▶ **What needs to be done**: Reproduce the listing below word for word, omitting the pictures.

──────── Dataset content ────────

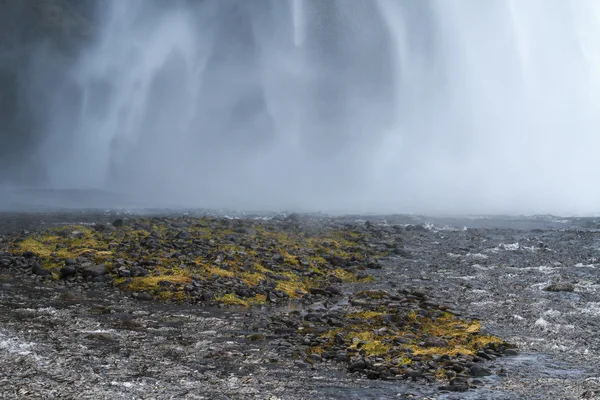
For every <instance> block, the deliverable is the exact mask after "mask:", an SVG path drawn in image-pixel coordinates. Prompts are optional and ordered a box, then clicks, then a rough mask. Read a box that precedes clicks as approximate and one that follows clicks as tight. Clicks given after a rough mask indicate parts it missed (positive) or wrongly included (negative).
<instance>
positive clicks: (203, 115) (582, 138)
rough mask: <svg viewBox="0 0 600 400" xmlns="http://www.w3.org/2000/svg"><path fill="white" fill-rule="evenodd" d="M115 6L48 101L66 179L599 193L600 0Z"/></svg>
mask: <svg viewBox="0 0 600 400" xmlns="http://www.w3.org/2000/svg"><path fill="white" fill-rule="evenodd" d="M101 21H103V25H102V29H101V32H100V34H99V36H98V37H97V40H96V41H95V43H94V44H93V46H91V47H90V48H89V49H88V51H86V52H85V54H84V56H83V57H81V59H79V60H78V62H77V63H76V65H75V66H74V67H73V68H72V69H71V70H69V74H70V77H71V82H70V84H69V85H68V87H65V89H64V91H62V92H58V93H57V94H56V96H55V97H54V99H53V102H52V104H50V105H48V107H49V109H50V110H51V112H50V113H49V115H50V118H48V121H47V124H46V125H45V127H46V132H44V137H45V141H44V143H43V145H42V146H41V155H40V157H41V158H42V159H43V160H44V162H45V165H47V171H48V175H49V185H50V186H52V187H104V188H112V189H115V190H118V191H122V192H129V193H132V194H135V195H136V196H138V198H139V199H140V201H142V200H144V201H147V202H150V203H151V202H152V201H158V200H159V199H161V200H167V201H169V202H171V203H178V204H181V205H197V206H239V207H243V208H282V207H289V208H300V207H303V208H305V209H306V208H308V209H315V208H324V209H329V210H332V209H336V210H360V211H369V210H378V211H402V212H405V211H428V212H432V211H440V212H554V213H579V212H593V211H595V210H597V209H598V206H597V205H598V204H600V186H599V185H597V184H596V183H595V177H596V176H597V174H598V172H600V157H598V156H597V154H596V149H597V148H598V146H597V145H598V144H600V139H599V138H600V136H598V129H599V127H600V124H599V123H600V109H599V100H600V97H599V94H600V87H599V83H600V79H599V78H600V70H599V67H600V47H599V46H600V4H598V3H597V2H596V1H595V0H588V1H586V0H530V1H527V2H523V1H520V0H519V1H517V0H489V1H486V2H477V1H469V0H457V1H445V0H423V1H418V2H417V1H410V0H406V1H401V0H377V1H361V0H329V1H321V0H289V1H283V0H260V1H252V2H250V1H245V0H205V1H197V2H193V1H185V0H183V1H179V2H172V3H169V5H168V6H167V5H165V3H163V2H158V1H146V0H130V1H126V2H125V1H118V0H111V2H110V7H109V8H108V11H107V13H106V15H104V16H103V18H102V19H101ZM73 88H76V90H75V89H73ZM74 93H75V94H74ZM74 97H75V100H73V98H74Z"/></svg>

────────

▶ **Answer to this problem**:
For every <instance> block, the deliverable is the exact mask after "mask:", an SVG path drawn in image-pixel coordinates. Prompts are optional and ordered a box, then clicks, then a rough mask. Read a box that precedes clicks as approximate and one that follows clicks as tight. Clicks given after a rough mask indicate parts it missed (positive) or wrongly included (negative).
<instance>
positive clicks: (203, 115) (582, 138)
rough mask: <svg viewBox="0 0 600 400" xmlns="http://www.w3.org/2000/svg"><path fill="white" fill-rule="evenodd" d="M115 6L48 101L66 179L599 193L600 0Z"/></svg>
mask: <svg viewBox="0 0 600 400" xmlns="http://www.w3.org/2000/svg"><path fill="white" fill-rule="evenodd" d="M101 21H103V25H102V29H101V32H100V34H99V36H98V37H97V40H96V41H95V43H94V44H93V46H91V47H90V48H89V49H88V51H86V52H85V54H84V56H83V57H81V59H79V60H78V62H77V63H76V65H75V66H74V67H73V68H72V69H71V70H69V74H70V77H71V82H70V84H69V85H68V87H65V89H64V91H62V92H58V93H57V94H56V96H55V97H54V99H53V102H52V104H50V105H48V107H49V109H50V110H51V112H50V113H49V115H50V118H48V121H47V124H46V125H45V127H46V132H44V137H45V141H44V143H43V145H42V146H41V155H40V157H41V158H42V159H43V160H44V162H45V165H47V171H48V175H49V185H50V186H52V187H104V188H112V189H115V190H118V191H122V192H129V193H132V194H135V195H136V196H138V198H139V199H140V201H142V200H144V201H147V202H150V203H151V202H152V201H158V200H159V199H161V200H167V201H169V202H171V203H178V204H181V205H197V206H239V207H243V208H282V207H289V208H300V207H303V208H305V209H306V208H308V209H315V208H324V209H329V210H332V209H336V210H360V211H369V210H378V211H402V212H405V211H428V212H432V211H440V212H554V213H579V212H593V211H595V210H597V209H598V206H597V205H598V204H600V186H599V185H597V184H596V183H595V177H596V176H597V174H598V172H600V157H598V156H597V154H596V149H597V148H598V146H597V145H598V144H600V139H599V138H600V136H598V129H599V127H600V124H599V123H600V109H599V100H600V97H599V94H600V87H599V83H600V79H599V78H600V70H599V67H600V47H599V46H600V4H598V3H597V2H596V1H595V0H588V1H586V0H530V1H527V2H523V1H520V0H519V1H517V0H489V1H486V2H477V1H469V0H457V1H445V0H423V1H418V2H417V1H410V0H406V1H401V0H377V1H361V0H329V1H321V0H289V1H283V0H260V1H252V2H250V1H245V0H205V1H197V2H193V1H185V0H183V1H179V2H172V3H169V5H168V6H167V5H165V3H163V2H158V1H146V0H130V1H126V2H125V1H118V0H111V2H110V7H109V8H108V11H107V13H106V15H104V16H103V18H102V19H101ZM73 88H76V90H75V89H73ZM74 93H75V94H74ZM74 97H75V100H73V98H74Z"/></svg>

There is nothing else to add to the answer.